__Problem statement__.
Exactly the lines from the one with "Could you outline where the white daisy" to the end of the data below should be set down, and no others.

★ ★ ★ ★

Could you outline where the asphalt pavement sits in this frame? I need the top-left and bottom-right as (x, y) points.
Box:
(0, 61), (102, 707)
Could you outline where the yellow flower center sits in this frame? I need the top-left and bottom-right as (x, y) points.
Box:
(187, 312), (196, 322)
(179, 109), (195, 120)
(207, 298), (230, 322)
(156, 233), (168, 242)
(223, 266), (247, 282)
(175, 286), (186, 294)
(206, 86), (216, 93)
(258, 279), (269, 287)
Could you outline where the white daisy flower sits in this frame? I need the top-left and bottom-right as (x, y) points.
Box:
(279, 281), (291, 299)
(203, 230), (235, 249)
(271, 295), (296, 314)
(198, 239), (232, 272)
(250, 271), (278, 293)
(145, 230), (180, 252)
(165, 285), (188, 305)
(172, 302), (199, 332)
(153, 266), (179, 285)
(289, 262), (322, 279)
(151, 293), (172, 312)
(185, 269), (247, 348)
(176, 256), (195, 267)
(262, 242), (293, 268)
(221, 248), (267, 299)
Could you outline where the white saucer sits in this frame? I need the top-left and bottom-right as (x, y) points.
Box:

★ ★ ★ ★

__Response area__.
Could you outline where the white daisy flower sits in this frame? I need the top-left and bottom-right as (x, y) points.
Box:
(279, 281), (291, 299)
(203, 230), (235, 249)
(271, 295), (296, 314)
(198, 239), (232, 272)
(250, 271), (278, 293)
(145, 230), (180, 252)
(165, 285), (188, 305)
(172, 302), (199, 332)
(153, 266), (179, 285)
(289, 262), (322, 279)
(151, 293), (172, 312)
(185, 269), (247, 348)
(176, 256), (195, 267)
(262, 242), (293, 268)
(221, 248), (267, 299)
Could you outline where the white saucer sits in this frame? I need the top-left and bottom-right as (x, y) points.
Box:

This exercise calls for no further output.